- **SELECTED EXTRACT**
<<<<
- Based on: Tryst with Destiny by Jawaharlal Nehru
- Written by: Prashant Nair Neeraj Pandey
- Directed by: Prashant Nair
- Starring: Vineet Kumar Singh; Suhasini Maniratnam; Jaideep Ahlawat; Victor Banerjee; Ashish Vidyarthi;
- Music by: Naren Chandavarkar Benedict Taylor
- Country of origin: India
- Original language: Hindi
- No. of seasons: 1
- No. of episodes: 4

Production
- Producer: Manish Mundra
- Cinematography: Avinash Arun
- Editor: Xavier Box
- Camera setup: Multi-camera
- Running time: 35-42 minutes

Original release
- Network: SonyLIV
- Release: 5 November 2021

= Tryst with Destiny (TV series) =

Tryst with Destiny is a 2021 SonyLIV original Hindi-language television series written by Prashant Nair and Neeraj Pandey and directed by Prashant Nair. It stars Vineet Kumar Singh, Suhasini Maniratnam, Jaideep Ahlawat, Victor Banerjee, Ashish Vidyarthi, Palomi Ghosh, Kani Kusruti, Lillete Dubey and others.
>>>>
- **RECORDS**
<<<<
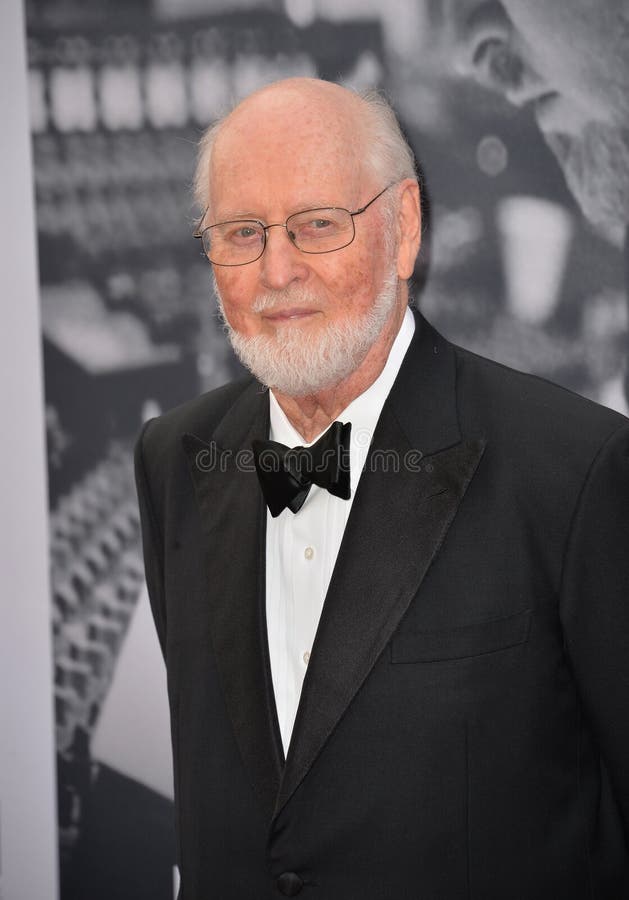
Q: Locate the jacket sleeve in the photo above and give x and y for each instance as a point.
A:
(594, 607)
(152, 542)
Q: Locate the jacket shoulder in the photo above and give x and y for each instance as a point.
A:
(161, 436)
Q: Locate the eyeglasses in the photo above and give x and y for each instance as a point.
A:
(242, 241)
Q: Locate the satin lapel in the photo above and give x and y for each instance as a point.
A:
(398, 521)
(233, 519)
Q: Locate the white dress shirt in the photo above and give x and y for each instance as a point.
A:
(301, 548)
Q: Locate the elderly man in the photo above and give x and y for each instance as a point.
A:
(390, 579)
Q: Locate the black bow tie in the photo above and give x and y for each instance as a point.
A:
(286, 475)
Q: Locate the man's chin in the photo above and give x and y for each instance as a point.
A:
(595, 164)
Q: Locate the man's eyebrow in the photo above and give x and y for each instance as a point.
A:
(297, 208)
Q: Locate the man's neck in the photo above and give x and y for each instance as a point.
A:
(310, 416)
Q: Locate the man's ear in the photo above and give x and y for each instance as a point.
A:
(409, 224)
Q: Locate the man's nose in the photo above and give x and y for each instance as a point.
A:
(281, 263)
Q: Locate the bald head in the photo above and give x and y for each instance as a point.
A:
(300, 119)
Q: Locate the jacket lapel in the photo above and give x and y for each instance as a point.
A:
(233, 519)
(398, 521)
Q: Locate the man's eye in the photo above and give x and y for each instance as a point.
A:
(244, 233)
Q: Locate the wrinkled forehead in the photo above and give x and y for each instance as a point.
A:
(292, 150)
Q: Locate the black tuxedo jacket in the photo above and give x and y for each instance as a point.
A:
(463, 726)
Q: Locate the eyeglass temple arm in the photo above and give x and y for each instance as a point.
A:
(198, 232)
(357, 212)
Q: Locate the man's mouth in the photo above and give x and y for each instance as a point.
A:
(288, 313)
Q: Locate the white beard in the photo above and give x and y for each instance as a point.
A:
(299, 364)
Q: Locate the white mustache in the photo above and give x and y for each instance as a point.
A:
(284, 299)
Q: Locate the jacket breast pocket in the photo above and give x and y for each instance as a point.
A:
(463, 641)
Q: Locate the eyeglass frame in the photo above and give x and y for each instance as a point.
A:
(199, 232)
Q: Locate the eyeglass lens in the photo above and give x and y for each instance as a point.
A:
(311, 231)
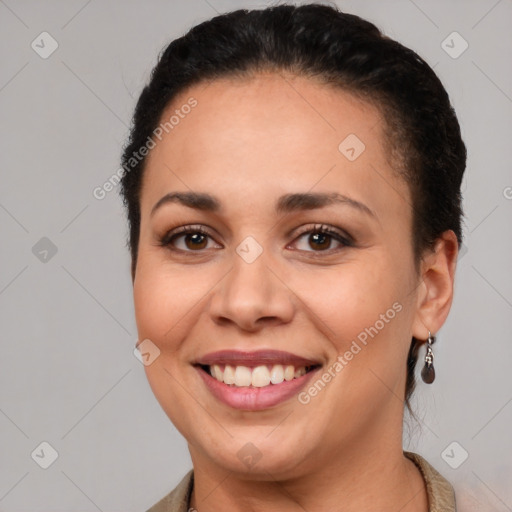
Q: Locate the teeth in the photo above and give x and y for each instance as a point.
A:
(289, 373)
(258, 377)
(243, 376)
(277, 374)
(229, 375)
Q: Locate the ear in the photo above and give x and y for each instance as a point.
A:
(435, 291)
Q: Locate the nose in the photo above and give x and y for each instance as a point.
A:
(252, 296)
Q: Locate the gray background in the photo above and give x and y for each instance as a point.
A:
(68, 375)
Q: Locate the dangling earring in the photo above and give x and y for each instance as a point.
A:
(428, 373)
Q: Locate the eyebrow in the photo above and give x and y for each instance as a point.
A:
(287, 203)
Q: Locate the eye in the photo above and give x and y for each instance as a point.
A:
(187, 239)
(320, 238)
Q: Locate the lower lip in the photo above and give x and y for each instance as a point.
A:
(254, 399)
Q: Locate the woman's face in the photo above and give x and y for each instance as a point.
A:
(263, 284)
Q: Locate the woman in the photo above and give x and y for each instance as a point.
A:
(292, 182)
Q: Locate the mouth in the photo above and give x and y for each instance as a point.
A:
(255, 380)
(256, 376)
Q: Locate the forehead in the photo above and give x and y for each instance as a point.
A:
(271, 132)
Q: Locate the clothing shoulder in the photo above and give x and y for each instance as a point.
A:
(178, 499)
(441, 495)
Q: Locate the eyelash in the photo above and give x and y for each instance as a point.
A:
(345, 240)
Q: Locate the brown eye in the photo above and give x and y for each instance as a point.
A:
(195, 241)
(187, 239)
(321, 238)
(320, 241)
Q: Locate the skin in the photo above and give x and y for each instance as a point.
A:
(249, 141)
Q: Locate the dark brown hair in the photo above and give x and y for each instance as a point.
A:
(341, 49)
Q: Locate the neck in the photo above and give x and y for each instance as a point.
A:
(380, 479)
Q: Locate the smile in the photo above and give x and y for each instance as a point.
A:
(254, 381)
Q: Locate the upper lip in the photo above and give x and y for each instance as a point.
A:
(254, 358)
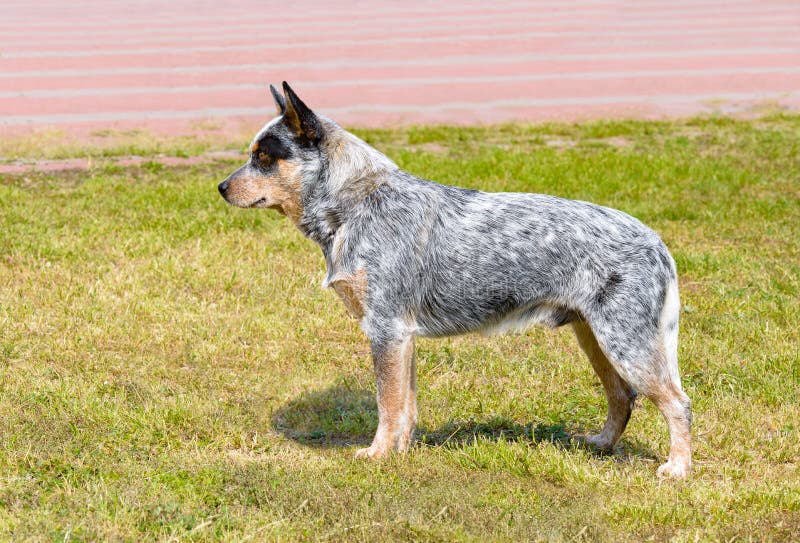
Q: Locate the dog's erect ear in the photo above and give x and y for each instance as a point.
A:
(280, 103)
(299, 118)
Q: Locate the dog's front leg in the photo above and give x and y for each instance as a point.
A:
(397, 398)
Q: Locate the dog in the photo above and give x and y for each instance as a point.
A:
(410, 257)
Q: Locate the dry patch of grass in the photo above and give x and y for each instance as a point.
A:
(170, 368)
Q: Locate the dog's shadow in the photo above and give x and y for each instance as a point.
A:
(346, 415)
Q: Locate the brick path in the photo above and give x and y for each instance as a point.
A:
(168, 64)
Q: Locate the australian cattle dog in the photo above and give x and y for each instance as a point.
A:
(410, 257)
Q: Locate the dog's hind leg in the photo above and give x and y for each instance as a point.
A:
(667, 394)
(644, 352)
(619, 394)
(397, 409)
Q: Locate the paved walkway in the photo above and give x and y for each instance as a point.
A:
(168, 64)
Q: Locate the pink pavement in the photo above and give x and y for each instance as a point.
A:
(164, 66)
>>>>
- **WORK TO DO**
[A] Who is listed as the editor of the series on the Tryst with Destiny page?
[B] Reproduce everything in the Tryst with Destiny page from "Original release" down to "Dubey and others.".

- **RESPONSES TO THE TASKS**
[A] Xavier Box

[B]
Original release
- Network: SonyLIV
- Release: 5 November 2021

= Tryst with Destiny (TV series) =

Tryst with Destiny is a 2021 SonyLIV original Hindi-language television series written by Prashant Nair and Neeraj Pandey and directed by Prashant Nair. It stars Vineet Kumar Singh, Suhasini Maniratnam, Jaideep Ahlawat, Victor Banerjee, Ashish Vidyarthi, Palomi Ghosh, Kani Kusruti, Lillete Dubey and others.